── EXTRAIT DU DOCUMENT
Le gouvernement vient d’annoncer son plan de relance qui vise à la fois à soutenir l’activité et l’emploi dans les territoires et à moderniser le pays dans la perspective de la transition écologique.
Dans ses déclarations, le Premier ministre a aussi manifesté le souci que les procédures notamment liées à la commande publique ne retardent ni ne compliquent la réalisation effective des projets. Il s’agit là d’un vrai sujet dans un pays où trop souvent le code de la commande publique est mal ou sous-utilisé, parfois par manque d’information, parfois par excès de frilosité.
Le pays de Descartes est d’ailleurs bien paradoxal en la matière. Certes, il est largement l’inventeur des contrats globaux qui ont permis depuis des siècles, la réalisation de ses villes et ses infrastructures et qui font aujourd’hui le rayonnement des groupes français partout dans le monde. Certes, il dispose d’une boîte à outils juridique étoffée du fait de cette grande tradition nationale et des apports du droit européen. Mais pour autant, ces atouts sont largement sous-exploités, alors même qu’ils représentent une véritable chance d’atteindre tout à la fois les objectifs de la relance et de la transition écologique.
C’est en ce sens et dans ce contexte que les deux auteurs signataires du présent article ont partagé leurs réflexions sur des pistes concrètes, qui sont présentées ci-après.
Le terme même de partenariat public-privé- PPP- n’a pas-plus- vraiment le vent en poupe. Il est vrai que certaines opérations souscrites sous la forme de Baux emphytéotiques administratifs ou de contrats de partenariat-versus ordonnance du 17 juin 2004- ont connu des échecs retentissants, relayés ici et là par des rapports de la Cour des Comptes ou par des médias bien intentionnés. S’il ne faut pas bien entendu nier la réalité de ces échecs, peut être faudrait il les rapporter et les comparer aux dérapages de tous ordres qui ont affecté et continuent d’affecter les opérations en maîtrise d’ouvrage publique, qui plus est lorsque la conduite des projets est éclatée entre des dizaines d’intervenants sans réel chef d’orchestre... nul doute que le comparateur ne serait-ce que statistique n’irait pas en la faveur de la formule contractuelle que l’on croit...
────
# [CONSIGNE A]
Reproduisez le passage de l'extrait sur le plan de relance qui va de « C’est en ce » à « sont présentées ci-après. », ces deux segments compris.
# [CONSIGNE B]
D'après l'extrait sur le plan de relance, quels sont les deux objectifs du plan annoncé par le gouvernement ?
# [CONSIGNE C]
Présentez sous forme de liste les faits essentiels du paragraphe de l'extrait sur le plan de relance qui commence par « Le pays de Descartes est d'ailleurs bien paradoxal ».
── DONNÉES FOURNIES
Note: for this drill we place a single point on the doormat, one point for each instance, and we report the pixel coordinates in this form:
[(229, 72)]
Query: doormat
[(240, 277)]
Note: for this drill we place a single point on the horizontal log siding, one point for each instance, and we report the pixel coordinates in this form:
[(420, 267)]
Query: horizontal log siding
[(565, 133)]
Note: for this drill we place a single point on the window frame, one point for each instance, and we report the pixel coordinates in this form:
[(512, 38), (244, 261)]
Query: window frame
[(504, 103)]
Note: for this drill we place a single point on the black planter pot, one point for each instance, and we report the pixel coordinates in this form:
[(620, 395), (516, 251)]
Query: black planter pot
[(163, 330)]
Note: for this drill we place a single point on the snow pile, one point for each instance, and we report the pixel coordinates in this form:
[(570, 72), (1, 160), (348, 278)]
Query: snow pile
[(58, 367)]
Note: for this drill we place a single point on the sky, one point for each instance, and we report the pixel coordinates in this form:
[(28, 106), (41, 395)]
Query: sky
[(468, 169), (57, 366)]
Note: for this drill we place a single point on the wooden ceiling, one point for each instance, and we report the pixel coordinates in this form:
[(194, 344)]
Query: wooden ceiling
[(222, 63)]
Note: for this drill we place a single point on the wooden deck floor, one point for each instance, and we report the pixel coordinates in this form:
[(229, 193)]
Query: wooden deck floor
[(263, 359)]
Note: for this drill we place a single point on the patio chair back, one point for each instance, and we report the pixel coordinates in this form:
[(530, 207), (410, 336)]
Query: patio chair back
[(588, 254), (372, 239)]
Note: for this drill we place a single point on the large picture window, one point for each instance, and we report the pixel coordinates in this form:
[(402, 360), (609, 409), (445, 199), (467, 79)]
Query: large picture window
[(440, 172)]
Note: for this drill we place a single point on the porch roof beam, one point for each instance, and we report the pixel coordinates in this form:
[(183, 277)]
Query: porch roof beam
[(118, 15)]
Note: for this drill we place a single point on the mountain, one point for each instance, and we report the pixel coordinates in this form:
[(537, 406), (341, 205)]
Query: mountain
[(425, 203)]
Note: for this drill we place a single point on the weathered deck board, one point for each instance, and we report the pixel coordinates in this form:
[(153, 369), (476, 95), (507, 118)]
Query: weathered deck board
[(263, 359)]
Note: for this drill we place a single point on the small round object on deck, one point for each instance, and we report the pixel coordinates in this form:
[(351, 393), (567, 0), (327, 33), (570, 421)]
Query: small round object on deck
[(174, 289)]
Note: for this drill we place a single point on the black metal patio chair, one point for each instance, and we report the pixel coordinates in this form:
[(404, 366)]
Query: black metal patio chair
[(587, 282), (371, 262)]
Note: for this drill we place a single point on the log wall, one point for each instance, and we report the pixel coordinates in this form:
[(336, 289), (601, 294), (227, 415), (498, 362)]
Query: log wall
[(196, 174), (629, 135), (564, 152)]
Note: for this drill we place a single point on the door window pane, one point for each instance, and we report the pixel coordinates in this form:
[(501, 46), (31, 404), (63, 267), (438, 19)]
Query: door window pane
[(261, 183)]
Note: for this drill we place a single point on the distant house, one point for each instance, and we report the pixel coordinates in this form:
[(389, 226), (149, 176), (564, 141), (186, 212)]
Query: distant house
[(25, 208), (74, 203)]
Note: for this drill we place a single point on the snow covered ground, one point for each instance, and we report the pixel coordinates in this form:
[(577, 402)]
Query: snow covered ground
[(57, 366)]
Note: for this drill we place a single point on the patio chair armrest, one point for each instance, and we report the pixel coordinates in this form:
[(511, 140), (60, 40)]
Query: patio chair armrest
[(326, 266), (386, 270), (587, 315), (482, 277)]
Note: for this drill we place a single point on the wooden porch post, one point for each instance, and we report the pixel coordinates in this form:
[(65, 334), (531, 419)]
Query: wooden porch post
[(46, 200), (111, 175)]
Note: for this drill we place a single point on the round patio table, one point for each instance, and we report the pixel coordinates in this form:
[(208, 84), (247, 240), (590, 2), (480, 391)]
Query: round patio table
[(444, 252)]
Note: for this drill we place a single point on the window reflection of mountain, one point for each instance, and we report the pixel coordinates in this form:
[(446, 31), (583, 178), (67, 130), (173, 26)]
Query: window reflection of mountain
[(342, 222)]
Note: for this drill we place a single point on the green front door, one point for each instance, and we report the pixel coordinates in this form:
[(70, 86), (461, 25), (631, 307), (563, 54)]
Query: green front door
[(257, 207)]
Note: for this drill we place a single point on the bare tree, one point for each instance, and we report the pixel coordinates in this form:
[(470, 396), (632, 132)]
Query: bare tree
────
# [CORRIGÉ A]
C’est en ce sens et dans ce contexte que les deux auteurs signataires du présent article ont partagé leurs réflexions sur des pistes concrètes, qui sont présentées ci-après.

# [CORRIGÉ B]
Soutenir l'activité et l'emploi dans les territoires, et moderniser le pays dans la perspective de la transition écologique.

# [CORRIGÉ C]
- Le pays se montre paradoxal en la matière.
- Il est largement l'inventeur des contrats globaux. Ceux-ci ont permis depuis des siècles la réalisation de ses villes et de ses infrastructures, et font aujourd'hui le rayonnement des groupes français dans le monde.
- Il dispose d'une boîte à outils juridique étoffée, issue de cette tradition nationale et des apports du droit européen.
- Ces atouts restent largement sous-exploités, alors qu'ils permettraient d'atteindre à la fois les objectifs de la relance et ceux de la transition écologique.